__SET EXERCISE__. Copy out only the span from the line with "Definition first: for each instance of the black lantern, the" to the end of the data, both ends kept, word for word.
***
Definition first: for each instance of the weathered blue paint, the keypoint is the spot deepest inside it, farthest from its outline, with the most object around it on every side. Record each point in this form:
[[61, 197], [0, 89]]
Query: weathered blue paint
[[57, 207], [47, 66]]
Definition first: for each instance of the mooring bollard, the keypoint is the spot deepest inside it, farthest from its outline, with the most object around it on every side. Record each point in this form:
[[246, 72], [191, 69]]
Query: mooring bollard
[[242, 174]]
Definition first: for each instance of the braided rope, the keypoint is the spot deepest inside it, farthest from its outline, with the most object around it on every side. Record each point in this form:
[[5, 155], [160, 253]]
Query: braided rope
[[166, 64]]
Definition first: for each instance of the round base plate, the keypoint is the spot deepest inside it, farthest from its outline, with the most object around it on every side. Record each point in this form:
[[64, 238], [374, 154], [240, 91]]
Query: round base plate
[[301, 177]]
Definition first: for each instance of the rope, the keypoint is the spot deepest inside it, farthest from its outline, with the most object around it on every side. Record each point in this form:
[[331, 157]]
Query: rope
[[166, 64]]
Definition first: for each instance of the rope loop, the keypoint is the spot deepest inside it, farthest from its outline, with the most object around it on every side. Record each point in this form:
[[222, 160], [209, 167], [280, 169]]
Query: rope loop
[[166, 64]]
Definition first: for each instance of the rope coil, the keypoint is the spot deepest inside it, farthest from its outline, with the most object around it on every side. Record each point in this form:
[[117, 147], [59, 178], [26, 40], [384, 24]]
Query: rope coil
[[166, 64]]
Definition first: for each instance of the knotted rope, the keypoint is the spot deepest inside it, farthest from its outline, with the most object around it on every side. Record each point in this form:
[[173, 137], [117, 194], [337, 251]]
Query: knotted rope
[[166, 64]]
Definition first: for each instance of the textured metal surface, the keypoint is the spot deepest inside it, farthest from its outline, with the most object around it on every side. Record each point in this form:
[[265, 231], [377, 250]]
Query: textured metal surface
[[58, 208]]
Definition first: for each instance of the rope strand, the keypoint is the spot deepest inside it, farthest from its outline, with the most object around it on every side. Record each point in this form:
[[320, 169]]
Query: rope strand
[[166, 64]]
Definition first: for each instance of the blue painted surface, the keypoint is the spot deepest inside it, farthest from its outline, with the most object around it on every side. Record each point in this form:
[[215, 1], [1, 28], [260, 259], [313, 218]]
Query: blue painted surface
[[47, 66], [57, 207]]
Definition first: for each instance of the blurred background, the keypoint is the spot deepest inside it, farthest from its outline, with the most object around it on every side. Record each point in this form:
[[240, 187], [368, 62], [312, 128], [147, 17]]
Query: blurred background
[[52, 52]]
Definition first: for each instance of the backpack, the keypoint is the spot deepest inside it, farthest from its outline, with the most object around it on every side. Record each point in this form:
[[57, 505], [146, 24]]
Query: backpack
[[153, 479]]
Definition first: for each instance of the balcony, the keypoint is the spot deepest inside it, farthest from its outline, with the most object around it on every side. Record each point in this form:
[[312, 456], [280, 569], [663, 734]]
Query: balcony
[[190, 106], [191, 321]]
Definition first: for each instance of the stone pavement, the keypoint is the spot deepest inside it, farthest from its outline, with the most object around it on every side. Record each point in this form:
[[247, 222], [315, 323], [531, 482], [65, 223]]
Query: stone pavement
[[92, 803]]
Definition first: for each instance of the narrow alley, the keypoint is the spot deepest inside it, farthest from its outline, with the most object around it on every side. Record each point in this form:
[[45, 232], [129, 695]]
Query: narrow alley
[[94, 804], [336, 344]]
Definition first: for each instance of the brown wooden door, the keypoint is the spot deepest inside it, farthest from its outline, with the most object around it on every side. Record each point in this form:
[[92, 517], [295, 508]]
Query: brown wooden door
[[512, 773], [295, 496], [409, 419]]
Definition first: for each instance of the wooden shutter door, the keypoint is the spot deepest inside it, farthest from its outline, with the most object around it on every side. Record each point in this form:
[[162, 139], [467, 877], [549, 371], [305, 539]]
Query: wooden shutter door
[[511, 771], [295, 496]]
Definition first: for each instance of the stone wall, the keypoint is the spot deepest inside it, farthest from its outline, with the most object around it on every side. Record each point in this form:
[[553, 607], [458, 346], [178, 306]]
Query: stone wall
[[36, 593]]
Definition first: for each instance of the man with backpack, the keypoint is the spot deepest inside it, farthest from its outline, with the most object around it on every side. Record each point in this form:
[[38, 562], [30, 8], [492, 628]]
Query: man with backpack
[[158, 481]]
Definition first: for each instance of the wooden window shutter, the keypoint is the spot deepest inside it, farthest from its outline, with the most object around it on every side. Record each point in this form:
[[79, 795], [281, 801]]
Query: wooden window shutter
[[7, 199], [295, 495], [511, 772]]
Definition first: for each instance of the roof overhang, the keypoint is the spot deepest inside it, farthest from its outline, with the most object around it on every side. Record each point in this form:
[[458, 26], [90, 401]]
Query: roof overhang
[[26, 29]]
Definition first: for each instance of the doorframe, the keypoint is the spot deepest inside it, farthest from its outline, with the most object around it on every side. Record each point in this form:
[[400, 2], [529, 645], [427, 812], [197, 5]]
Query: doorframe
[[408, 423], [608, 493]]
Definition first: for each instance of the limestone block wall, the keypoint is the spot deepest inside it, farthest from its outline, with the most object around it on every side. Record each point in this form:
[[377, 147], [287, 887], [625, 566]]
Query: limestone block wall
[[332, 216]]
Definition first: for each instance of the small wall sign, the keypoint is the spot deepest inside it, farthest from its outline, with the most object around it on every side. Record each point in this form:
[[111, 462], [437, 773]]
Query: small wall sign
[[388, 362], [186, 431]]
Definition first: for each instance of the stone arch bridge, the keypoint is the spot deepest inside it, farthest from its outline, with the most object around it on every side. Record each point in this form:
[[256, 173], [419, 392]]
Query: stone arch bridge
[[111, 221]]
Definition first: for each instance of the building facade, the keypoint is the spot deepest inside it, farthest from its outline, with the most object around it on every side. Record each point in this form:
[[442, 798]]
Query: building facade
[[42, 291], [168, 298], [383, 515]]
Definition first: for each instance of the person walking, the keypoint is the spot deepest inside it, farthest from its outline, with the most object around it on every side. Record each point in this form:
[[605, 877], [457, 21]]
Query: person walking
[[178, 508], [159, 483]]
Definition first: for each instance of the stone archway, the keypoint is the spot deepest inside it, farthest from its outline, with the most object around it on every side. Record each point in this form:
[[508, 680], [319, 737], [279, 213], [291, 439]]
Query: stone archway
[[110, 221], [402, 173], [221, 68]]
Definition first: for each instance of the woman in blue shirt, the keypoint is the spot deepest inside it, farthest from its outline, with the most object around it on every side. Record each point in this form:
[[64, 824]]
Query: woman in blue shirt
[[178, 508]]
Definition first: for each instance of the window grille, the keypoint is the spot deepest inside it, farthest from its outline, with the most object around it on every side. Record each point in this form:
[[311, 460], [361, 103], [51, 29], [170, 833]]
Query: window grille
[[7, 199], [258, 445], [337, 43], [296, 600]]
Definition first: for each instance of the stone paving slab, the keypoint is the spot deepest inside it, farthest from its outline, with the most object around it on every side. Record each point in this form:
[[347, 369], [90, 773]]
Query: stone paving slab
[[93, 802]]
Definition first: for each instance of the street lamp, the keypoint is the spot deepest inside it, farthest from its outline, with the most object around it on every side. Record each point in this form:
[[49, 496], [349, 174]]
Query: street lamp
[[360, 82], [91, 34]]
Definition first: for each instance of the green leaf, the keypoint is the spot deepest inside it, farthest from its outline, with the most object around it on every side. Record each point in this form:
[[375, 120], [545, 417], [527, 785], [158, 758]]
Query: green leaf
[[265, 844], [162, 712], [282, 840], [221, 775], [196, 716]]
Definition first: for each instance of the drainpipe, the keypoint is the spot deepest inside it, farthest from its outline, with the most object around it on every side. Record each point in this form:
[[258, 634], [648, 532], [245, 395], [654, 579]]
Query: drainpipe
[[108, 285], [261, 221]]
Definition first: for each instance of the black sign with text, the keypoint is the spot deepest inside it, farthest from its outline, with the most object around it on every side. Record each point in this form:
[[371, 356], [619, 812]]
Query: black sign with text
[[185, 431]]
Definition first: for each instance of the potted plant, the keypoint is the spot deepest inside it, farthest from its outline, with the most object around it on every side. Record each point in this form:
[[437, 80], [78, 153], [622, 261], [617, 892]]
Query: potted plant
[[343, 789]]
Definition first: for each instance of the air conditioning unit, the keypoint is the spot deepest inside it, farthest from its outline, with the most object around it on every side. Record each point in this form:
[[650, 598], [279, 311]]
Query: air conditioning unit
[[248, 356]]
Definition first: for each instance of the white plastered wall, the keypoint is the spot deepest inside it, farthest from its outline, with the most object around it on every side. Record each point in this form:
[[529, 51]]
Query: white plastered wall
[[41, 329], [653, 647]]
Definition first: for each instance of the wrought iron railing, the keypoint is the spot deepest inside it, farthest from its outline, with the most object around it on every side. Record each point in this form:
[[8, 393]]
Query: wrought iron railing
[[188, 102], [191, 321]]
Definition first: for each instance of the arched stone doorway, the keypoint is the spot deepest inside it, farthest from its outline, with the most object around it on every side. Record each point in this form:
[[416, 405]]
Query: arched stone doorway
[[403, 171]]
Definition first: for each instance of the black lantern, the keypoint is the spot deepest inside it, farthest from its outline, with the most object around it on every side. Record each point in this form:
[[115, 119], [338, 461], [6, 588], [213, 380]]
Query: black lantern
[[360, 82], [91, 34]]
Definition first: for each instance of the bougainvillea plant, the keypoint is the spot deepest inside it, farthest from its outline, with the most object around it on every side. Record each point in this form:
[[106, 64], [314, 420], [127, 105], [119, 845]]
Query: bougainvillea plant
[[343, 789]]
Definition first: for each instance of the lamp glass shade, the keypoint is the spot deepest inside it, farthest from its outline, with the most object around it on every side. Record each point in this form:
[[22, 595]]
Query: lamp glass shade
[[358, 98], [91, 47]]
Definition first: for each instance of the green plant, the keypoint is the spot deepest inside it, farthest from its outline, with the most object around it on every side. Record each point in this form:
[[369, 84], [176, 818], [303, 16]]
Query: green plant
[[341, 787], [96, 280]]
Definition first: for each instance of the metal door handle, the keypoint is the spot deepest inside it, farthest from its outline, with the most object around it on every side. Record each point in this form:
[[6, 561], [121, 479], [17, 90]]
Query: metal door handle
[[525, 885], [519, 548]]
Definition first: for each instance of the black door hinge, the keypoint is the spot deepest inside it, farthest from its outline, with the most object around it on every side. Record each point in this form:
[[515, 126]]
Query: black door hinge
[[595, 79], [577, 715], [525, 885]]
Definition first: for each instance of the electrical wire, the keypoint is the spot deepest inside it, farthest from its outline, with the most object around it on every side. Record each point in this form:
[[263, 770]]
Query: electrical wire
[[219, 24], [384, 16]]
***
__EXPECTED OUTPUT__.
Definition first: for each instance of the black lantern, the keypoint is the spot deepest inside it, farthest from its outline, with the most object around it on every side. Record each point in this form:
[[115, 119], [338, 461], [6, 588], [213, 380]]
Query: black lantern
[[360, 82], [91, 34]]
Definition first: for each instance of the bougainvillea plant, the keypoint is the spot deepest inside it, farthest from its outline, with the most object around it on every side. Record each point in this form:
[[106, 64], [314, 420], [127, 105], [119, 845]]
Query: bougainvillea plant
[[343, 789]]
Definition first: for each instance of the lamp glass shade, the keypoint is the spot deepest inside it, farthest from its outline, with the most object around it on every side. Record each point in this form:
[[22, 595]]
Query: lamp glass shade
[[358, 98], [91, 47]]
Definition first: for each instance of the green plant, the keypoint is the spot deepest inside it, farthest from its outline, with the most object around it on every side. Record each point in this form:
[[369, 84], [176, 818], [303, 16]]
Query: green plant
[[341, 787], [96, 280]]
Definition first: for each instance of the metal door handle, the keypoint is the spot deepest inside it, farthest from its outline, with the most object around it on every side. Record each point in this form:
[[6, 561], [121, 479], [17, 90]]
Query: metal door handle
[[525, 885], [519, 548]]
Definition first: for each instance of the black door hinge, the keypoint is the spot deepest inside it, farthest from its outline, with the most object around it on every side. Record each point in this form:
[[515, 126]]
Query: black door hinge
[[595, 79], [577, 715], [525, 885]]
Definition first: for each instance of the electrical wire, the keypoint is the spot deepest inside it, farthest from its outline, with the most object around it on every side. Record each point in this form:
[[263, 770]]
Query: electrical wire
[[219, 24], [384, 16]]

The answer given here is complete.